Your task: Can you recast the rows below as a JSON list of strings, one string per line and with blank lines left out? Keep the pictures out of it.

Region labeling entries:
..........

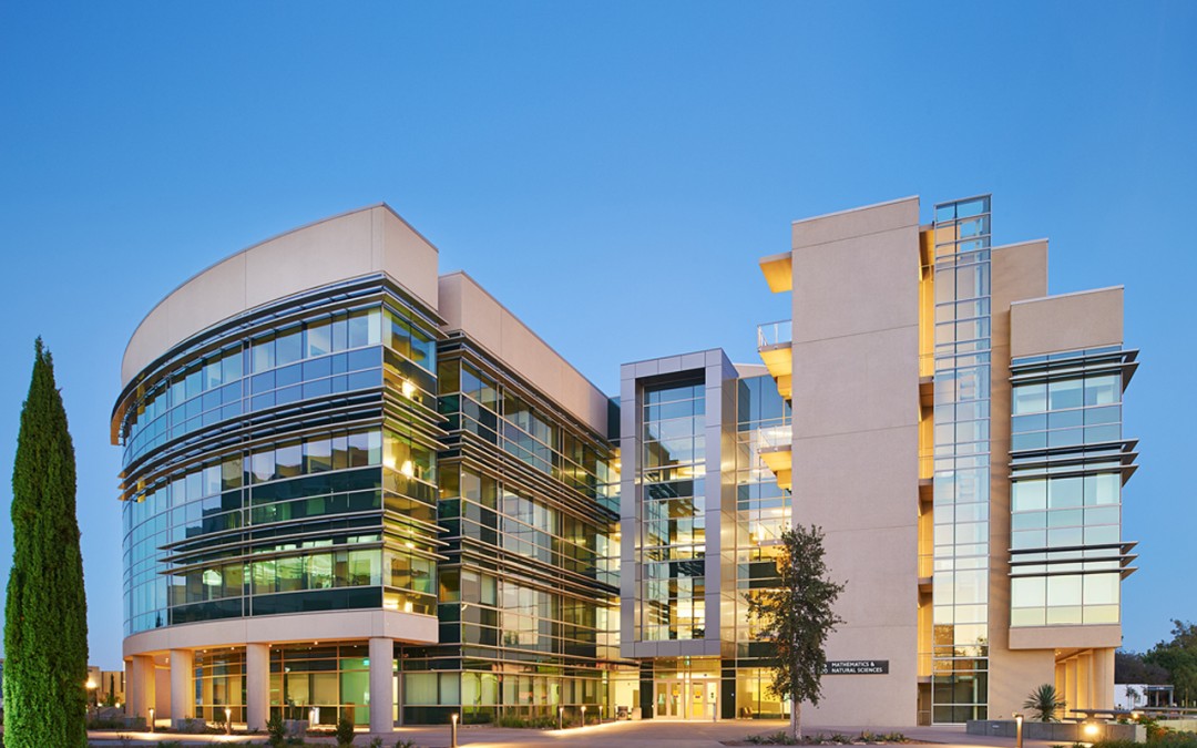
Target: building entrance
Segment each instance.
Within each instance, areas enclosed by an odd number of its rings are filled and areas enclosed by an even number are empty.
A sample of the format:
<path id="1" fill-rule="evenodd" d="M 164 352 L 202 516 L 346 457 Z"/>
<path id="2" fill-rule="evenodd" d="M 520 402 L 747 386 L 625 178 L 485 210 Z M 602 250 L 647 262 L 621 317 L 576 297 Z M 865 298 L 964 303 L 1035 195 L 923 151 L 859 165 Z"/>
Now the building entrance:
<path id="1" fill-rule="evenodd" d="M 719 682 L 707 677 L 655 681 L 654 717 L 660 719 L 713 719 L 718 713 Z"/>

..........

Complete answer:
[
  "Target: building entrance",
  "Segment each instance.",
  "Within each instance, areas enclosed by an odd number of its rings are filled and areas enclosed by an even number are empty.",
  "A sample of the format:",
  "<path id=\"1\" fill-rule=\"evenodd\" d=\"M 164 352 L 202 516 L 346 457 Z\"/>",
  "<path id=\"2\" fill-rule=\"evenodd\" d=\"M 520 402 L 747 386 L 625 178 L 485 210 Z M 602 250 L 647 262 L 621 317 L 576 297 Z M 865 298 L 964 303 L 1035 195 L 923 151 L 859 165 Z\"/>",
  "Now the building entrance:",
  "<path id=\"1\" fill-rule=\"evenodd\" d=\"M 719 682 L 707 677 L 655 681 L 654 717 L 660 719 L 713 719 L 718 713 Z\"/>"
]